[What is being asked]: Reproduce verbatim only the lines from the one containing "Could you point out the wooden table" through the last line below, both included.

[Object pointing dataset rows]
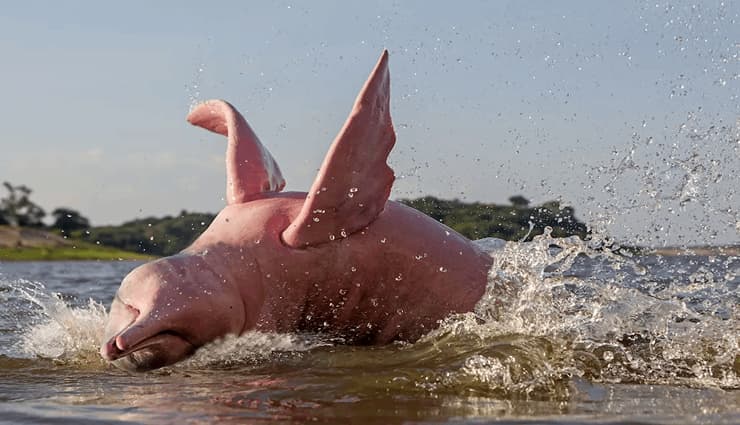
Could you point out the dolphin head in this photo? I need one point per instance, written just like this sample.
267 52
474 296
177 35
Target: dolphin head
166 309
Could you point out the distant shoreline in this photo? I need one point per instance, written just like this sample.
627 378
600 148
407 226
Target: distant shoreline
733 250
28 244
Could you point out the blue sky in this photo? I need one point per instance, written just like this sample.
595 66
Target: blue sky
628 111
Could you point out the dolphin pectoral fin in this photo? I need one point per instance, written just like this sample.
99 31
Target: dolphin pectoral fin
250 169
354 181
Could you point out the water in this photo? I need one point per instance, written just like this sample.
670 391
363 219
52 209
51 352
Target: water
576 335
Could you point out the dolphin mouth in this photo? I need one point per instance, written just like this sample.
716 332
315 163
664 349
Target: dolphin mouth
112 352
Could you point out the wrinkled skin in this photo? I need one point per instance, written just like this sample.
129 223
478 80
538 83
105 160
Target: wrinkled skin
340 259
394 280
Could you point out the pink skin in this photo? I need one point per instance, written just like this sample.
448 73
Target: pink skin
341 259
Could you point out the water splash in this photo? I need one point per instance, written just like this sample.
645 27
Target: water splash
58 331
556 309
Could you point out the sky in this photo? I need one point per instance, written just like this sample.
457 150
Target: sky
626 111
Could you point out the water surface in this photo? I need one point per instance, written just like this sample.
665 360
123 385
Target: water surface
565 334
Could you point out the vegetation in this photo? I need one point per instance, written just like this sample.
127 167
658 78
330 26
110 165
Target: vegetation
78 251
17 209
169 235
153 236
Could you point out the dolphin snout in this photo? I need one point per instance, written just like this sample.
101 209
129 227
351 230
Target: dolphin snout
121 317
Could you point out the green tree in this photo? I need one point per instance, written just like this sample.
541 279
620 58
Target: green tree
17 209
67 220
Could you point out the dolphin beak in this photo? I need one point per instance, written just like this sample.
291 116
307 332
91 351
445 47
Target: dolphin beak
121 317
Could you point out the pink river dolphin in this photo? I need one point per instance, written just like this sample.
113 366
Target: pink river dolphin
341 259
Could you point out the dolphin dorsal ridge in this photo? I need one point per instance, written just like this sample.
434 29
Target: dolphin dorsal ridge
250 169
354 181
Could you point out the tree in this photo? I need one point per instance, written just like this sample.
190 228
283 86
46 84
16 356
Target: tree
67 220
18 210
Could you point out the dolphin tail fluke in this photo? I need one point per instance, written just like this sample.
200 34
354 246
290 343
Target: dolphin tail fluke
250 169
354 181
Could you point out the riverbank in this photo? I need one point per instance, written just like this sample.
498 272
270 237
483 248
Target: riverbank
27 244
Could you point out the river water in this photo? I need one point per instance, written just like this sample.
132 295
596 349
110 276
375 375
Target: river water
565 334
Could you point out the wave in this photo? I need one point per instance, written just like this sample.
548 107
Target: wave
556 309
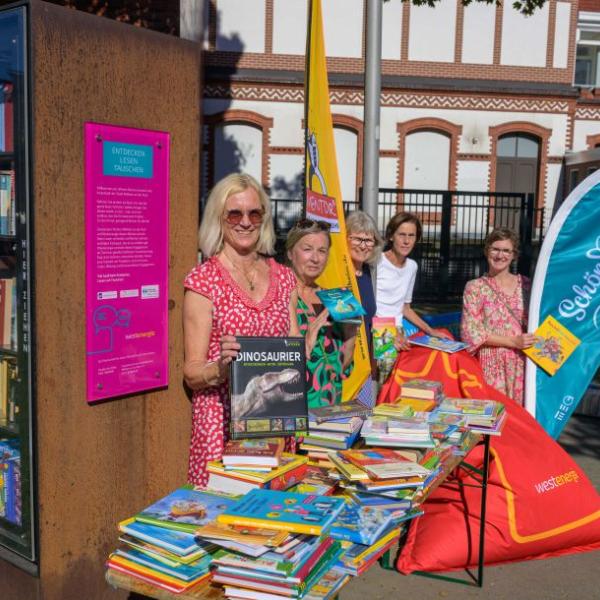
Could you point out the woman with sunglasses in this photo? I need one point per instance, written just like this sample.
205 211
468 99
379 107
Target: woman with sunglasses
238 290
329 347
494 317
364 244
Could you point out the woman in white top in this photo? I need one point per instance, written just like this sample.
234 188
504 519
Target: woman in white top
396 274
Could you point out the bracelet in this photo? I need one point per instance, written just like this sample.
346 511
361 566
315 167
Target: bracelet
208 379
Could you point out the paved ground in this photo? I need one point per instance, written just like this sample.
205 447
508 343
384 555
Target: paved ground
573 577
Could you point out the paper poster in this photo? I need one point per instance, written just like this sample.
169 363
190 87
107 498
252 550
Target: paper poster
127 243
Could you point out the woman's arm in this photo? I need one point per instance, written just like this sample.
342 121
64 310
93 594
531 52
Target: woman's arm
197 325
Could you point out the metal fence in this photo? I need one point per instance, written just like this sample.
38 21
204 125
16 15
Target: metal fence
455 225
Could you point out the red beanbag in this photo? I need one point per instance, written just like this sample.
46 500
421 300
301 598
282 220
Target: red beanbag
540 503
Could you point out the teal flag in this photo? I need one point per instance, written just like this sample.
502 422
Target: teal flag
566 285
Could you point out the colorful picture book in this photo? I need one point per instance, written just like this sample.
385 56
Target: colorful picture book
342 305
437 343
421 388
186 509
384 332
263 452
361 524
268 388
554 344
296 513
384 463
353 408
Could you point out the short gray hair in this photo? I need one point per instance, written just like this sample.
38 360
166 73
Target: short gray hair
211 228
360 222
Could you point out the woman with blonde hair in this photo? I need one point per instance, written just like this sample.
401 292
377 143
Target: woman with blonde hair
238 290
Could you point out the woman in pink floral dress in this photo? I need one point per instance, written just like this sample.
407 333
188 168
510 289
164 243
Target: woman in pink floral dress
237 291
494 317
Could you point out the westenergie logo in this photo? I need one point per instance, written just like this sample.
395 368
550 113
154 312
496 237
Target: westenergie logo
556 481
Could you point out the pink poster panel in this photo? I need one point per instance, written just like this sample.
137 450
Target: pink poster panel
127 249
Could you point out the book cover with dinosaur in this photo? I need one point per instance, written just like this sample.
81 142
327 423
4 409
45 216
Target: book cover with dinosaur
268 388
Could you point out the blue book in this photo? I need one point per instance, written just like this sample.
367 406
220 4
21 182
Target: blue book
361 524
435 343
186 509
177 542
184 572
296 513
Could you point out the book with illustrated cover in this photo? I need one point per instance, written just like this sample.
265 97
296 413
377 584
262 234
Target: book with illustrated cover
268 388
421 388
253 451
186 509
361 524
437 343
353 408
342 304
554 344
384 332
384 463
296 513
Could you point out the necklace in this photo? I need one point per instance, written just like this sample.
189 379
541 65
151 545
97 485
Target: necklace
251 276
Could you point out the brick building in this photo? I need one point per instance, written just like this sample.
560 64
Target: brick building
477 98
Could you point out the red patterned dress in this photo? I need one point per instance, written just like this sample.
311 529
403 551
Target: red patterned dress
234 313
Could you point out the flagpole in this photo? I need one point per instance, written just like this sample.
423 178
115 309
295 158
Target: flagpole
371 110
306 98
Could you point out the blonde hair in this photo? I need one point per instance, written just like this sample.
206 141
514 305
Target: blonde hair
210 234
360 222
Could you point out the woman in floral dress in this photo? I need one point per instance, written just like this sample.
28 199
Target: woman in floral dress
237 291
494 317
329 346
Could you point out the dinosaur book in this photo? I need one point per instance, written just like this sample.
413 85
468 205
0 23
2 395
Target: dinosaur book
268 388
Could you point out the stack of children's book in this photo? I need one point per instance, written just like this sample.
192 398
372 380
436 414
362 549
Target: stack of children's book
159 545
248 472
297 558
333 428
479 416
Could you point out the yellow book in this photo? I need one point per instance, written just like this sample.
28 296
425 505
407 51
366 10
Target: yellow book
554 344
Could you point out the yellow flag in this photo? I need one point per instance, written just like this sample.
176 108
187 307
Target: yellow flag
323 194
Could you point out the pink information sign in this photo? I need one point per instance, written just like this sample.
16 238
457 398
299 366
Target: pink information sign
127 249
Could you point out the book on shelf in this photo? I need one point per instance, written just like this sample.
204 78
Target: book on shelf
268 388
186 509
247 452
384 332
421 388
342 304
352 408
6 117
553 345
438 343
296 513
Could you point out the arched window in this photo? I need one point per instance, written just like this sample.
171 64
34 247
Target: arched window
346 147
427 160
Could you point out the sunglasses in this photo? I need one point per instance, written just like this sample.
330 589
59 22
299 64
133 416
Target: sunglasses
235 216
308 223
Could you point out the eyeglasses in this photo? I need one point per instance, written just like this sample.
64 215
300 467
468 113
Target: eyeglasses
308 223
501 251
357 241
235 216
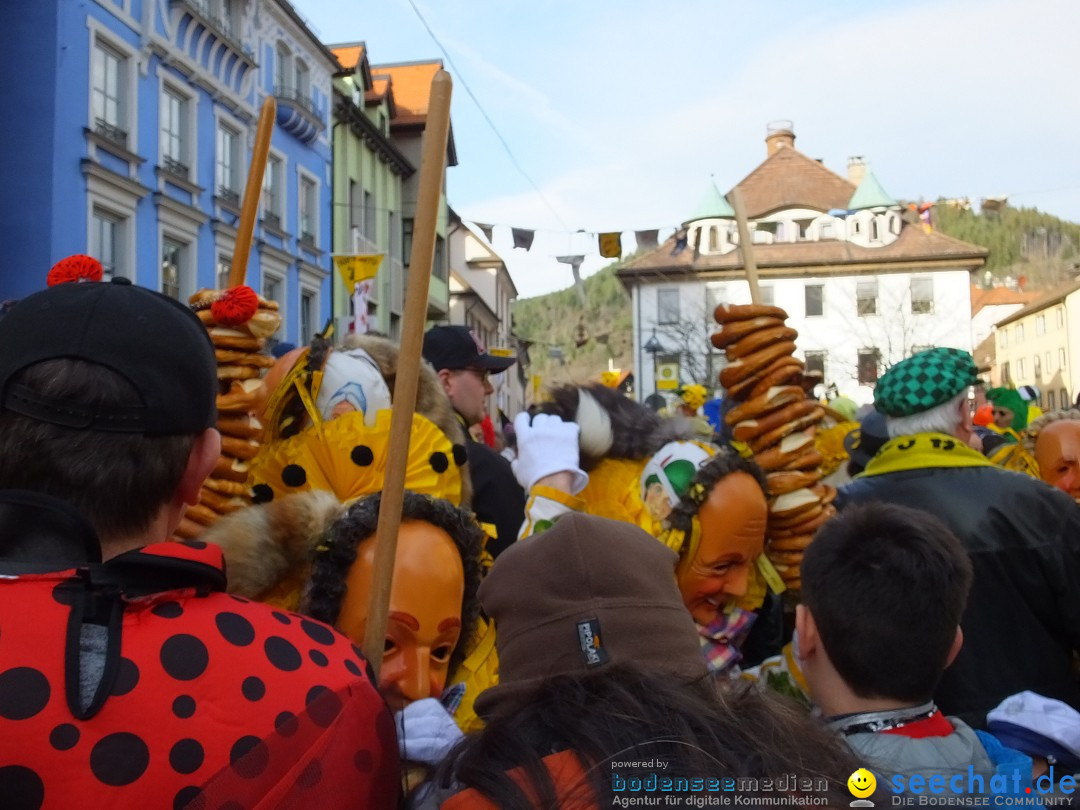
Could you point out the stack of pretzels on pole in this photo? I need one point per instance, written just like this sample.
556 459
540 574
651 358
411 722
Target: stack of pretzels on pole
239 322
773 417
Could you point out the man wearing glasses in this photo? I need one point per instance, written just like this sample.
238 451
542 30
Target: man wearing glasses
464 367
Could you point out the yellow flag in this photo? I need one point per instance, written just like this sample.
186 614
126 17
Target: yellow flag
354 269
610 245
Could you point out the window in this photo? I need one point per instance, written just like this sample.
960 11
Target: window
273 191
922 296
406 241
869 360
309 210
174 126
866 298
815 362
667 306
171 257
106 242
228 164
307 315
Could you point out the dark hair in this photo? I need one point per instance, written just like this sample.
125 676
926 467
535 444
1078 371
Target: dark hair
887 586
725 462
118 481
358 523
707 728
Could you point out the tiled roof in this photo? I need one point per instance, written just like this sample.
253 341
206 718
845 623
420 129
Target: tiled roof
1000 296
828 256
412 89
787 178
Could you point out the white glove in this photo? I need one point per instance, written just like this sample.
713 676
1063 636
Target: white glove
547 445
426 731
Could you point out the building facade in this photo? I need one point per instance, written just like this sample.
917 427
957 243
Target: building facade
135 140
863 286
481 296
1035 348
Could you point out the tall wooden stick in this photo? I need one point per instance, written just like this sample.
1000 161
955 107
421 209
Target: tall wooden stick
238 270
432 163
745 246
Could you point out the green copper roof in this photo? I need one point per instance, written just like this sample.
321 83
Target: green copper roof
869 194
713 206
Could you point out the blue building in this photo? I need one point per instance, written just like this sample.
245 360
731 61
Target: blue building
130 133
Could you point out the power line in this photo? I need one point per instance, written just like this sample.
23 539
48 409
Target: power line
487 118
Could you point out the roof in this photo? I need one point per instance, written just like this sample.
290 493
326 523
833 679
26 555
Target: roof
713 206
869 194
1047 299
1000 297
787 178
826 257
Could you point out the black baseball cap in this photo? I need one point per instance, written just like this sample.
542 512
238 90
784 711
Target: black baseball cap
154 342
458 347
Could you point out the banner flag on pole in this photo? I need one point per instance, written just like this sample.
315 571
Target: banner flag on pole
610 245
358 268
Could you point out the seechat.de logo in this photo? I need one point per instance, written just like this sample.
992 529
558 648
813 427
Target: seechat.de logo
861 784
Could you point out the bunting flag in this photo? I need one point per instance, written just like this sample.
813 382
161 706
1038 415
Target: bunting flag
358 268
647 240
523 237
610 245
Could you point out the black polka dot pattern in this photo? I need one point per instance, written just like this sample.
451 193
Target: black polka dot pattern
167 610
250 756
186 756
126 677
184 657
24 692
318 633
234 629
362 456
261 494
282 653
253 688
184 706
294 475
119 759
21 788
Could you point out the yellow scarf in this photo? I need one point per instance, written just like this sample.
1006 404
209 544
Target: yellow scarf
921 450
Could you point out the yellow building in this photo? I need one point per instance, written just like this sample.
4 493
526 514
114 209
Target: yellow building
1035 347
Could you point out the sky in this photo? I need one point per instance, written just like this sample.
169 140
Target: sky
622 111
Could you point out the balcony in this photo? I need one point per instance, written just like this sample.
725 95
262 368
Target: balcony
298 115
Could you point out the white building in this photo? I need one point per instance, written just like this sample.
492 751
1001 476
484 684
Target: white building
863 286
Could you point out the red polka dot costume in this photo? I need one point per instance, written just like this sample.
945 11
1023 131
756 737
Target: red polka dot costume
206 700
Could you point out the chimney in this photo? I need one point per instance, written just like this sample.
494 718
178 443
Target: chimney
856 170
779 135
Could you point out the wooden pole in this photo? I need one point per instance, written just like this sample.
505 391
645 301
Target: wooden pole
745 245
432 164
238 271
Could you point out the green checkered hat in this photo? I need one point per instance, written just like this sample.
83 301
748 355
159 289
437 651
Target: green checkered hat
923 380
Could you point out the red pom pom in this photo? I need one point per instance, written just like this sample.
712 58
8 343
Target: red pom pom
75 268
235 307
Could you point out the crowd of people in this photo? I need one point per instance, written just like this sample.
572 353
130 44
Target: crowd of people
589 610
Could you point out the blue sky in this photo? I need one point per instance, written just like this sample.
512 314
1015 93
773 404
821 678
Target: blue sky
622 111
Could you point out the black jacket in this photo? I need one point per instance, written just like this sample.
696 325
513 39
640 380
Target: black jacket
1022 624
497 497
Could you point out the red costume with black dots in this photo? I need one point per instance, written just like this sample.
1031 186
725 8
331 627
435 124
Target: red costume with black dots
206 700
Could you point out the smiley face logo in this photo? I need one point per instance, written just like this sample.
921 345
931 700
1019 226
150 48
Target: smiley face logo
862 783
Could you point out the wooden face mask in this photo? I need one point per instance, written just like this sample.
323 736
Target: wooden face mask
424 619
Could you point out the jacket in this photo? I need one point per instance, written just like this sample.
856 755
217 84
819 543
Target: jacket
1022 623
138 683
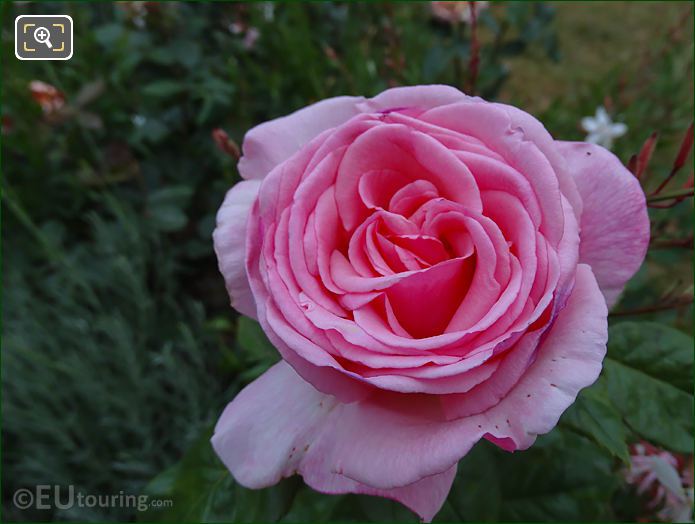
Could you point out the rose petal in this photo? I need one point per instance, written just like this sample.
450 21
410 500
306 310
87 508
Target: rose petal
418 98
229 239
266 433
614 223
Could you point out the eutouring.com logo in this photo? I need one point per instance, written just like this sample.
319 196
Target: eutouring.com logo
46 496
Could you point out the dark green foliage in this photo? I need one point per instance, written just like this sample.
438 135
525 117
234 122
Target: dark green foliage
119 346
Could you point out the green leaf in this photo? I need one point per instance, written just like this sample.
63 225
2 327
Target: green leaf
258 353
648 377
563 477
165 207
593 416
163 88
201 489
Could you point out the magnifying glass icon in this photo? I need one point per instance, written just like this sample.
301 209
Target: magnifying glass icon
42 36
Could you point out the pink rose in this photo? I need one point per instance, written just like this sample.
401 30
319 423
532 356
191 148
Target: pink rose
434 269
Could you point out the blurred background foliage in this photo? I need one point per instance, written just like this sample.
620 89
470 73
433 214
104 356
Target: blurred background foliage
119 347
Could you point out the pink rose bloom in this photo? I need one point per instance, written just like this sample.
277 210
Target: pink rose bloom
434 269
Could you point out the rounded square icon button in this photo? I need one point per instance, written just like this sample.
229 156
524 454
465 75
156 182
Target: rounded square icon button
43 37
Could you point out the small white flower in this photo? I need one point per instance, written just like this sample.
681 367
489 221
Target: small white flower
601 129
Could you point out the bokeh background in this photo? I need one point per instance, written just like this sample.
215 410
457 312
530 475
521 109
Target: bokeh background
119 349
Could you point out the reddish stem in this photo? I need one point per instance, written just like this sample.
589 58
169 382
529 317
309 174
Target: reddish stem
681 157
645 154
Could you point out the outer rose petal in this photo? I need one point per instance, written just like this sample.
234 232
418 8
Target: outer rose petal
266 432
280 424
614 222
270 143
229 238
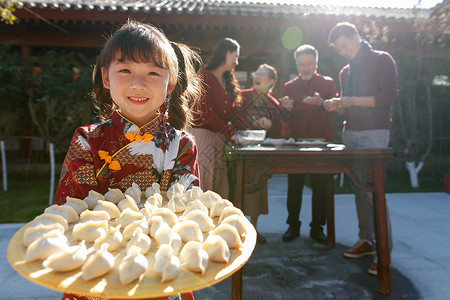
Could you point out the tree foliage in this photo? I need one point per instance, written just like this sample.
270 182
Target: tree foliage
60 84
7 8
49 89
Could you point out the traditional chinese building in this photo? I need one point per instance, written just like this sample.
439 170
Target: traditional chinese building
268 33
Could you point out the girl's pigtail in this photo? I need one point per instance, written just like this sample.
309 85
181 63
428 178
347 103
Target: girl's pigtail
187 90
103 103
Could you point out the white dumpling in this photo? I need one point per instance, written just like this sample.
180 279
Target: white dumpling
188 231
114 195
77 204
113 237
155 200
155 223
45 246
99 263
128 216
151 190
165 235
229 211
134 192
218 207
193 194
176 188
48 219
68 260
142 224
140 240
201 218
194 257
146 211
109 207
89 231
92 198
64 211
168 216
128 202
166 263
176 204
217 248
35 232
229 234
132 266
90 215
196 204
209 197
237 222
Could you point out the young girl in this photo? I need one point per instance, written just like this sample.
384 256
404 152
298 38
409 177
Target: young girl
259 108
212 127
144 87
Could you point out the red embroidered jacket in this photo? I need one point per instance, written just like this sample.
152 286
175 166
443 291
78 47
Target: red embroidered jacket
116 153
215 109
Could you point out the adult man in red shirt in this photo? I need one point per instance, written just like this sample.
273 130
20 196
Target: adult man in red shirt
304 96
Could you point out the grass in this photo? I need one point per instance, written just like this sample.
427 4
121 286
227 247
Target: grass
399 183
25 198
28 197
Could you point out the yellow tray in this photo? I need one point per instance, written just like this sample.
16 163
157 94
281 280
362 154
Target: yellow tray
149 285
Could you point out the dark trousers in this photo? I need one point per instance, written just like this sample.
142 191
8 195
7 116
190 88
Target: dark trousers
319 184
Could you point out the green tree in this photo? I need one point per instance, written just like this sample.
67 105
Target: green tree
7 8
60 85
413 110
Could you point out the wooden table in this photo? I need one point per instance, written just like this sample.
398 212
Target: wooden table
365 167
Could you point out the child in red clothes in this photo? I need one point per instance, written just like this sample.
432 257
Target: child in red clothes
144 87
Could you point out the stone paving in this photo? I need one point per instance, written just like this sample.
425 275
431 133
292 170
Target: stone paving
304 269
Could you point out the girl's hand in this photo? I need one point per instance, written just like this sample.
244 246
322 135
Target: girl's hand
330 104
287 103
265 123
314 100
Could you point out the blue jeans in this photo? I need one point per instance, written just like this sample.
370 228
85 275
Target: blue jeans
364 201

[Problem solution]:
Could you point out the wooden table in this photo? I need one point per instance, written just like this sample.
398 212
Target: wooden table
365 167
Could you point out the child in red clothes in this photo? I need one point per instance, written just like this sample.
432 257
Target: child in red clothes
144 87
Could you point out the stone paving in this photo? I need one point per instance, written just like this sample.
425 275
431 133
292 170
Target: stone paving
304 269
Could you point out the girl's hand in this photo? I need one point per instance, written just like this sample.
244 246
322 135
Target: girl's hand
330 104
287 103
265 123
314 100
Could you point out the blue jeans in this photo? I need one point per instance, written just like this sample.
370 228
85 275
Target: blue jeans
364 201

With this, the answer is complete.